▶ [Page excerpt]:
● ● ●

The analysis distinguishes between deterministic inspection and model-based evaluation.

  • Languages and frameworks — Languages are weighted by file extension and lines of code; frameworks are detected via dependency files and source code signals.
  • Endpoints and routes — FastAPI, Flask, Laravel, and Symfony are evaluated by dedicated extractors, including path parameters, methods, and tags. For other codebases, a generic regex-based extractor provides baseline coverage.
  • Configuration keys — Environment variables from .env files, configuration files (e.g. config/*.yml), and Dockerfile ENV instructions are captured.
  • Dependenciescomposer.json/composer.lock, requirements.txt, pyproject.toml, and Poetry manifests are evaluated.
  • Build and runtime environment — Dockerfile (base image, ports, entrypoint, env), Docker Compose services, Makefile targets, and CI configurations for GitLab CI and GitHub Actions are parsed.
  • Per file — Purpose, public classes and functions, notable properties, and an importance score are determined with model support.

Generated documents

Each run produces up to six documents plus a generation report.

  • README — Overview, description, key features, quick start, tech stack, and links to the other documents.
  • Architecture — Overview, Mermaid component diagram, module structure as a table, external dependencies.
  • API reference — Endpoint catalog grouped by resource, with method, path, parameters, and schemas where they can be derived from the code.
  • Configuration — Table of environment variables, list of configuration files, Dockerfile variables.
  • Installation — Prerequisites, installation steps, Docker variant, CI overview.
  • Highlights — Notable technology choices, unusual implementations, and a compact set of project metrics.
  • Generation report — Runtime, model calls, and token usage per model role, detected languages and frameworks, recommendations for manual review.

Individual documents can be deselected before a run.

Quality assurance mechanisms

  • Combination of deterministic and model-based sources — Endpoints from framework-specific extractors and those from model analyses are merged and deduplicated by method and path.
  • Importance scoring — Each file is assigned a score that drives the ordering in the generated documents and the selection of files used for project characterisation.
  • Package-level aggregation — File analyses are condensed into package overviews with file count, lines of code, public API, and endpoints per package.
  • JSON robustness — Model responses are parsed even when wrapped in Markdown code fences or embedded in surrounding text; on failure, an empty result is returned rather than passing on malformed data.
  • Thinking block handling<think> sections from thinking models are removed before further processing, including truncated, incomplete blocks.
  • Retry logic — LLM calls are retried up to three times on failure with exponential backoff; token usage is tracked separately per model role.
  • Bounded concurrency — The number of concurrent model calls during the analysis phase is bounded by a semaphore and can be adjusted in the interface.
  • Exclusions and filters — Generic exclusion patterns (e.g. virtual environments, build artefacts, cache directories) and test files are skipped by default; additional glob patterns can be specified. .gitignore entries are evaluated as well.

Additional features

  • Preview in the interface — Generated files can be viewed as rendered Markdown or as source, without downloading the ZIP first.
  • Date-stamped ZIP bundle — The download contains all enabled documents and the report under a date-stamped filename.
  • Configurable bind address and port — Bind address, port, and reverse proxy path prefix are set via environment variables.

● ● ●

▶ [Entries provided]:
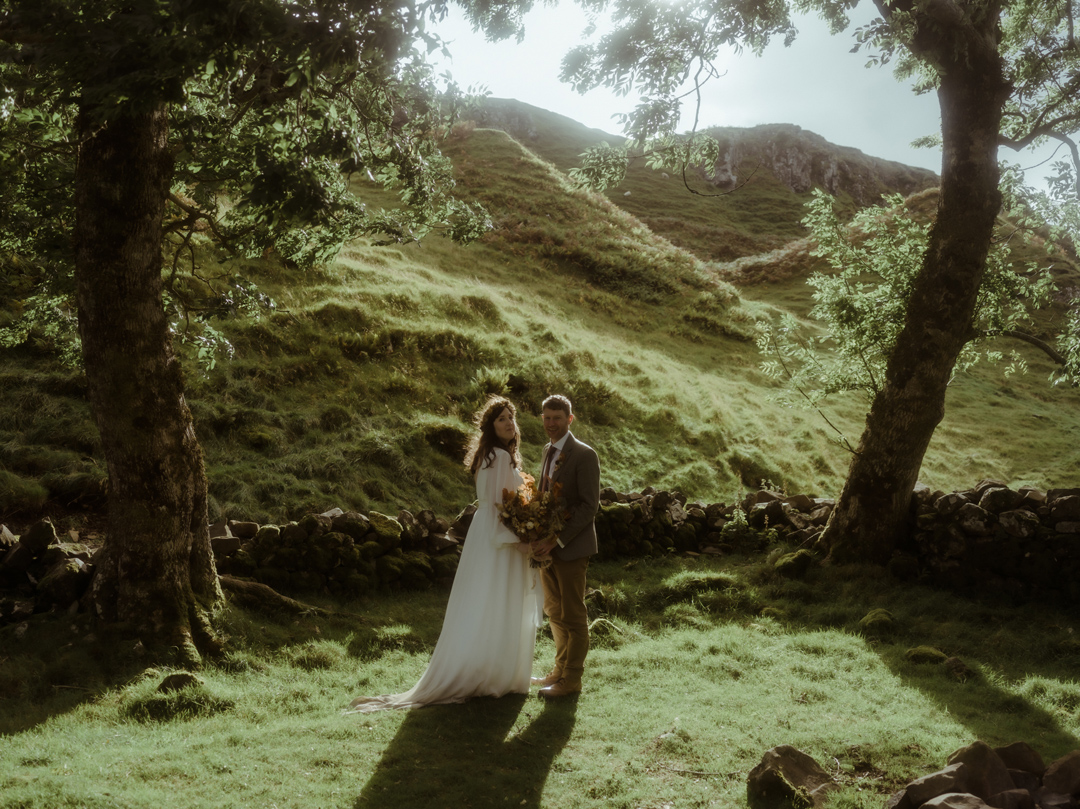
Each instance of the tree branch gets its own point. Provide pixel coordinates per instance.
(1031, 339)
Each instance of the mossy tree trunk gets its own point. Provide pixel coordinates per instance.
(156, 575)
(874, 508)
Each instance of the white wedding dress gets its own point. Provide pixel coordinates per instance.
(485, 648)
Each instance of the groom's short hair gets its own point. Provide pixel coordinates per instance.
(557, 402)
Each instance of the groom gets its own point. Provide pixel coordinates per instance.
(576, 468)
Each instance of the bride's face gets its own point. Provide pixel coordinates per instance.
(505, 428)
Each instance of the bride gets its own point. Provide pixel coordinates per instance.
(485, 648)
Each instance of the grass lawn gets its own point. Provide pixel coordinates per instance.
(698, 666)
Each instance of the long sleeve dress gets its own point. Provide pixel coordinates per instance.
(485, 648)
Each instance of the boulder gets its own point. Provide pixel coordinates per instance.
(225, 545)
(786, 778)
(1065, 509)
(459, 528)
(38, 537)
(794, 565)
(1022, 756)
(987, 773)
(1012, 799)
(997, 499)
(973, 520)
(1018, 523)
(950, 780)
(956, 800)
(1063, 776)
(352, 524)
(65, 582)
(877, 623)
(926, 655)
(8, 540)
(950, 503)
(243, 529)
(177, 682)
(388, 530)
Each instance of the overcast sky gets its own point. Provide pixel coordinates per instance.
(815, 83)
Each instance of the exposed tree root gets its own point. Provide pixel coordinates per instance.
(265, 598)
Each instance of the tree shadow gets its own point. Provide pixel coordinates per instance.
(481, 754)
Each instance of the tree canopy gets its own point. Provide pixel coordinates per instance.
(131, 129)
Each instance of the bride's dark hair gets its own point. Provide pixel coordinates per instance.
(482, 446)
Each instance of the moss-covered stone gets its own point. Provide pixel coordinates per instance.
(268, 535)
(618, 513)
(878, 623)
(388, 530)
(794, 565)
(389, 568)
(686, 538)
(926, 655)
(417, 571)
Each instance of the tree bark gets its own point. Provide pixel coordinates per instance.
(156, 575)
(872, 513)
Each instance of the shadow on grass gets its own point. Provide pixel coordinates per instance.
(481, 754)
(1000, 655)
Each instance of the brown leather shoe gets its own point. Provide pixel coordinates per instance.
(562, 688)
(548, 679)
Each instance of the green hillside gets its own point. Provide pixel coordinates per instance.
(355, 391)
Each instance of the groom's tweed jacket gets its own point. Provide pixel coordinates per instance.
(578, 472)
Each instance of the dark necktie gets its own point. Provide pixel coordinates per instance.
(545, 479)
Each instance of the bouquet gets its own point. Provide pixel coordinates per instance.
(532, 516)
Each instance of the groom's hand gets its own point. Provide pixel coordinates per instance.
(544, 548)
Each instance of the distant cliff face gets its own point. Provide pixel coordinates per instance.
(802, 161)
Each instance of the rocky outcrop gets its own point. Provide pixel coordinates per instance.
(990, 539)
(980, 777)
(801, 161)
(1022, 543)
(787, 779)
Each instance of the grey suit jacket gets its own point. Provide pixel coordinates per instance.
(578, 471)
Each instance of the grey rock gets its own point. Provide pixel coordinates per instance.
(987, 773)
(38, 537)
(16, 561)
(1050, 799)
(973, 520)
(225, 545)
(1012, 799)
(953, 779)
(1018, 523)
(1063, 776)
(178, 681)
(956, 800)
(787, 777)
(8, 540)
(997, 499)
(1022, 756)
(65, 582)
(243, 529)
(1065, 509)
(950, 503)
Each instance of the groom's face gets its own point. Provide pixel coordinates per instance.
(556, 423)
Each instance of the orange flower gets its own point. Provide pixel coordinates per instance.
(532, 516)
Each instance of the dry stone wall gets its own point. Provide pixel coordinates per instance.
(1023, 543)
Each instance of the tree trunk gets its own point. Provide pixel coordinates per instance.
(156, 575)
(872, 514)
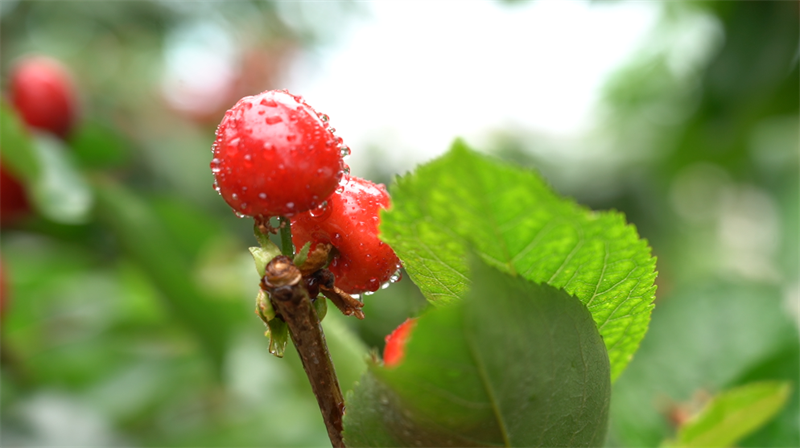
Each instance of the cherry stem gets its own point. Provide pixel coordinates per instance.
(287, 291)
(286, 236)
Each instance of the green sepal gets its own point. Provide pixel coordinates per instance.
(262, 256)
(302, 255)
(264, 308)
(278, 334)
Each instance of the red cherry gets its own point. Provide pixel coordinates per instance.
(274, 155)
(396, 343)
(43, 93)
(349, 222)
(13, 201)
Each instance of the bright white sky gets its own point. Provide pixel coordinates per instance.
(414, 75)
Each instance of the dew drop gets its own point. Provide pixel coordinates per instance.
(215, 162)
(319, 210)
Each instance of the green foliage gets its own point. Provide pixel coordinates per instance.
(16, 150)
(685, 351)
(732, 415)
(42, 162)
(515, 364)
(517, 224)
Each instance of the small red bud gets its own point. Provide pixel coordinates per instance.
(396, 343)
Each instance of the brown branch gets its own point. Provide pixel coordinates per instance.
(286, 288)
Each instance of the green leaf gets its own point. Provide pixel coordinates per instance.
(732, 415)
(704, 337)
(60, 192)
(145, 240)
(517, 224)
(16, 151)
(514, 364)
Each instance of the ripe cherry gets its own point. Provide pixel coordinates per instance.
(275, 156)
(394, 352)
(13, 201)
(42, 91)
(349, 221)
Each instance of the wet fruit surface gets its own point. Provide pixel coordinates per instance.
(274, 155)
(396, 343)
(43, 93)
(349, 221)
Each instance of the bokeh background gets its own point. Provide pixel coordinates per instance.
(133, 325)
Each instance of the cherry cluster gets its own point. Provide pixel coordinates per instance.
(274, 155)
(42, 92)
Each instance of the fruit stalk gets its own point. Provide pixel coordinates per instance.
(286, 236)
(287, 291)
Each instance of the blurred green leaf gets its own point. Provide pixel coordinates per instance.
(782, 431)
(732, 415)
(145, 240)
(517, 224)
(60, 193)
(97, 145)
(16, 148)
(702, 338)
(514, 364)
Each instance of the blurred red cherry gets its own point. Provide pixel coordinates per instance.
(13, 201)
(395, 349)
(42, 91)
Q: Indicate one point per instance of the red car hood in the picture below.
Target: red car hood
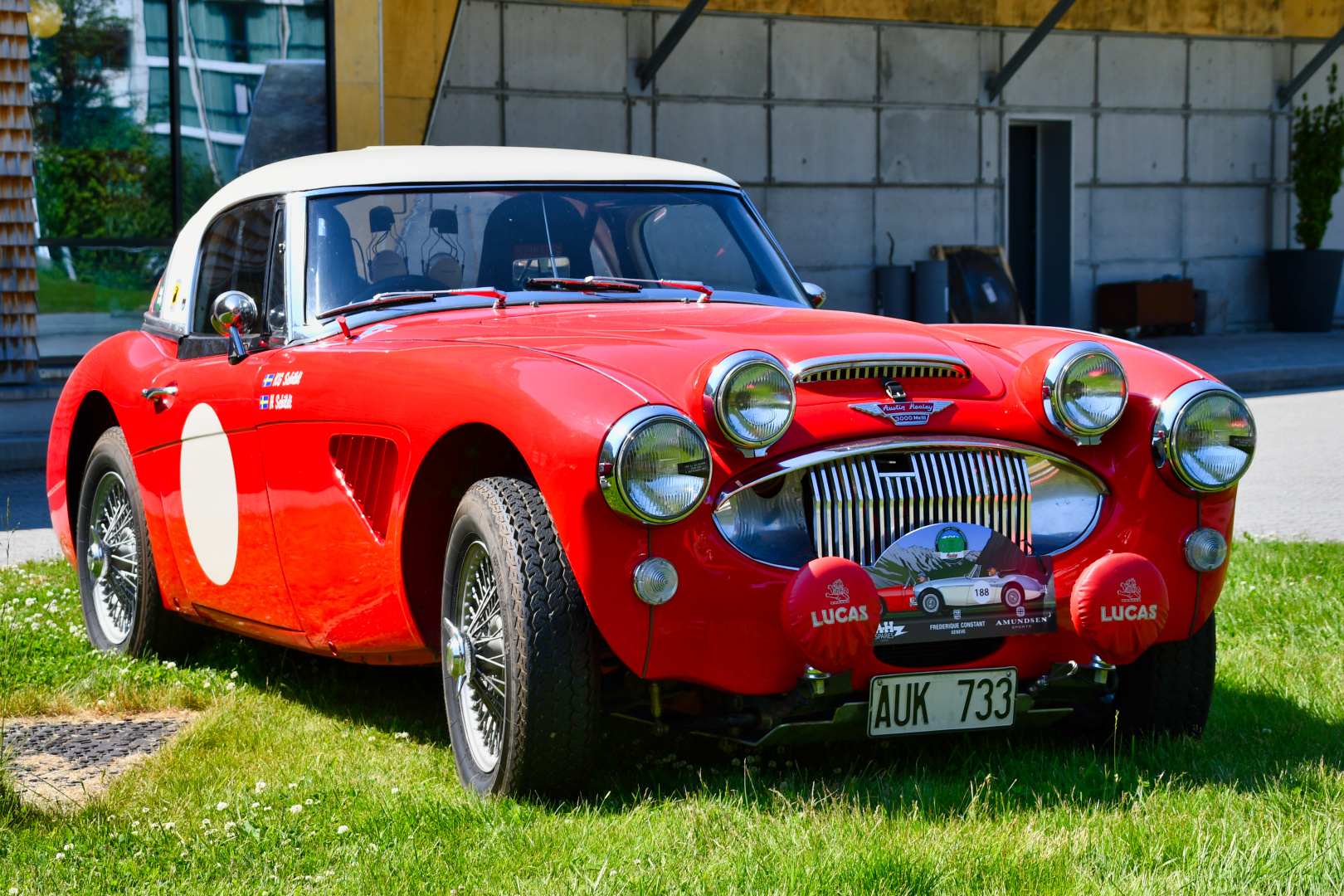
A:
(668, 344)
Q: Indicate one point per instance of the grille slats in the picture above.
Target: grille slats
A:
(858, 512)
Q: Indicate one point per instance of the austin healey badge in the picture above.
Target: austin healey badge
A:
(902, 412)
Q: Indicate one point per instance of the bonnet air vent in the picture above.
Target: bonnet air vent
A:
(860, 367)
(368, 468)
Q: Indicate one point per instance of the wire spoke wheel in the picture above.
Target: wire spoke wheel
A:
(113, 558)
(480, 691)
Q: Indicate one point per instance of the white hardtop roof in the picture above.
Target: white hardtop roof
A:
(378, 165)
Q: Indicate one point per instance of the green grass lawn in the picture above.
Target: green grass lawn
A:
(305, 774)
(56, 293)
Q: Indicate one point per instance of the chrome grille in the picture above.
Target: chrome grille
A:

● ● ●

Quote the passage from the documentation-generator excerpt above, starting at "Quality assurance mechanisms" and ending at "for project characterisation.".

Quality assurance mechanisms

  • Combination of deterministic and model-based sources — Endpoints from framework-specific extractors and those from model analyses are merged and deduplicated by method and path.
  • Importance scoring — Each file is assigned a score that drives the ordering in the generated documents and the selection of files used for project characterisation.